▶ [Extract to read]
=======
General Peter Pace retired from active duty on October 1, 2007, after more than 40 years of service in the United States Marine Corps.

General Pace was sworn in as sixteenth Chairman of the Joint Chiefs of Staff on Sep. 30, 2005. In this capacity, he served as the principal military advisor to the President, the Secretary of Defense, the National Security Council, and the Homeland Security Council. Prior to becoming Chairman, he served four years as Vice Chairman of the Joint Chiefs of Staff. General Pace holds the distinction of being the first Marine to have served in either of these positions.

Born in Brooklyn, NY and raised in Teaneck, NJ, General Pace was commissioned in June 1967, following graduation from the United States Naval Academy. He holds a Master of Science Degree in Administration from George Washington University, attended the Harvard University Senior Executives in National and International Security program, and graduated from the National War College.
=======
(Bounding box annotation entries)
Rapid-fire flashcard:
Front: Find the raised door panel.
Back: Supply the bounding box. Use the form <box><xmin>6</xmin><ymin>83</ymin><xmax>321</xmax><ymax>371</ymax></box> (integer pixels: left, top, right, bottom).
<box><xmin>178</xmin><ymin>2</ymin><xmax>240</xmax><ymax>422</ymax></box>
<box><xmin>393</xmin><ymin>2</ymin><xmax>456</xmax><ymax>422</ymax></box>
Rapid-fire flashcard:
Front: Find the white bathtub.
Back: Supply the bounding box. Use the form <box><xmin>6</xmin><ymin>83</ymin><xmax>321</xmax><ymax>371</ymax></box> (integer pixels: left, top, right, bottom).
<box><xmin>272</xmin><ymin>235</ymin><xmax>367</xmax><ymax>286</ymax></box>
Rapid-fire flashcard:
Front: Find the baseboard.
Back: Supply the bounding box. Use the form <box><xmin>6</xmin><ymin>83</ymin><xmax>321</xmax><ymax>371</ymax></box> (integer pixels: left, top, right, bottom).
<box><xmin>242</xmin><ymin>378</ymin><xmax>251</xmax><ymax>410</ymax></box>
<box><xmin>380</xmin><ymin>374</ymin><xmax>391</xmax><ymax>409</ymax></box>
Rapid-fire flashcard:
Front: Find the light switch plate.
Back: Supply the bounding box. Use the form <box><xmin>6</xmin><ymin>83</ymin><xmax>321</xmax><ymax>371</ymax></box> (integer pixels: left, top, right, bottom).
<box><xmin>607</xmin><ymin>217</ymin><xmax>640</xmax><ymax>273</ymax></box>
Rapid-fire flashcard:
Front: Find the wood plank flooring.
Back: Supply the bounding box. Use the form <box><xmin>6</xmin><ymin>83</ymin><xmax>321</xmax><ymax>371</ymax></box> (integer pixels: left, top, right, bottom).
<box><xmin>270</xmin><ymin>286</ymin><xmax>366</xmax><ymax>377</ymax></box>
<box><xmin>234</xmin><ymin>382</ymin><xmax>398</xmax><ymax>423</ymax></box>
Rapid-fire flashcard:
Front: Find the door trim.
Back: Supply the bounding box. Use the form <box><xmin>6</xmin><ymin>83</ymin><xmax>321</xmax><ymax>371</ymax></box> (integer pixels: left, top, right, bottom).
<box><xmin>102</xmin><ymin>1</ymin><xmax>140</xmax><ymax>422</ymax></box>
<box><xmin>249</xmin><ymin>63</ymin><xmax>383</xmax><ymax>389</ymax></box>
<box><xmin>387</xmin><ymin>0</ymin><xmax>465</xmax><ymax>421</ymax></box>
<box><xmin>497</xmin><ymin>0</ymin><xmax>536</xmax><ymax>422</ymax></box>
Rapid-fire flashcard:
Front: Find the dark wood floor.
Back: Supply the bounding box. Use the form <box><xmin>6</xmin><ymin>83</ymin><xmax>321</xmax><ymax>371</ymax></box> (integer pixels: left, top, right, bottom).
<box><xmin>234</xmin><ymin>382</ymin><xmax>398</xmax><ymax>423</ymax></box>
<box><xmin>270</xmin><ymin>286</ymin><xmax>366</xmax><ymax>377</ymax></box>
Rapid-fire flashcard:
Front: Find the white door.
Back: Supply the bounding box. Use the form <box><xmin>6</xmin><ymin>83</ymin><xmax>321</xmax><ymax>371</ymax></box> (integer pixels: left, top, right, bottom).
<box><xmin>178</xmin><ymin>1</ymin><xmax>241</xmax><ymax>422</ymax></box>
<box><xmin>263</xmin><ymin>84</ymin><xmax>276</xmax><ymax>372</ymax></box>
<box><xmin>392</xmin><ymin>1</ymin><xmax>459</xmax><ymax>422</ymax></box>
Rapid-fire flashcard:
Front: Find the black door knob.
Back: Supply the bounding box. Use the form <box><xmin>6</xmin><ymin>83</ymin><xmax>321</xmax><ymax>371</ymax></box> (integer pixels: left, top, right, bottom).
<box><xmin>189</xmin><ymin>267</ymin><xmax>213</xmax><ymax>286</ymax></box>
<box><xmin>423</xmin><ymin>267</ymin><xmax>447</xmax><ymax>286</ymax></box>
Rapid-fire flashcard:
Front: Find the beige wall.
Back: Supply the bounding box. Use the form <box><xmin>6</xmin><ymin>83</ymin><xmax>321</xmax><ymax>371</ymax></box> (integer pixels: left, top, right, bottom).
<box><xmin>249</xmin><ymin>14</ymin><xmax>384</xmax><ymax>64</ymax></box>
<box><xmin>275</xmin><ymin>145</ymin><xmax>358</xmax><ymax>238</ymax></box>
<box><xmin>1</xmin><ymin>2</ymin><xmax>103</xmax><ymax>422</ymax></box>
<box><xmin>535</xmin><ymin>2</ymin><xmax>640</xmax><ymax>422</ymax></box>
=======
Please explain, in one to three sentences, what distinction General Pace holds according to the Pace biography, and what earns him that distinction.

General Pace holds the distinction of being the first Marine to have served as either Chairman or Vice Chairman of the Joint Chiefs of Staff. He earned it by serving four years as Vice Chairman and then being sworn in as the sixteenth Chairman on Sep. 30, 2005.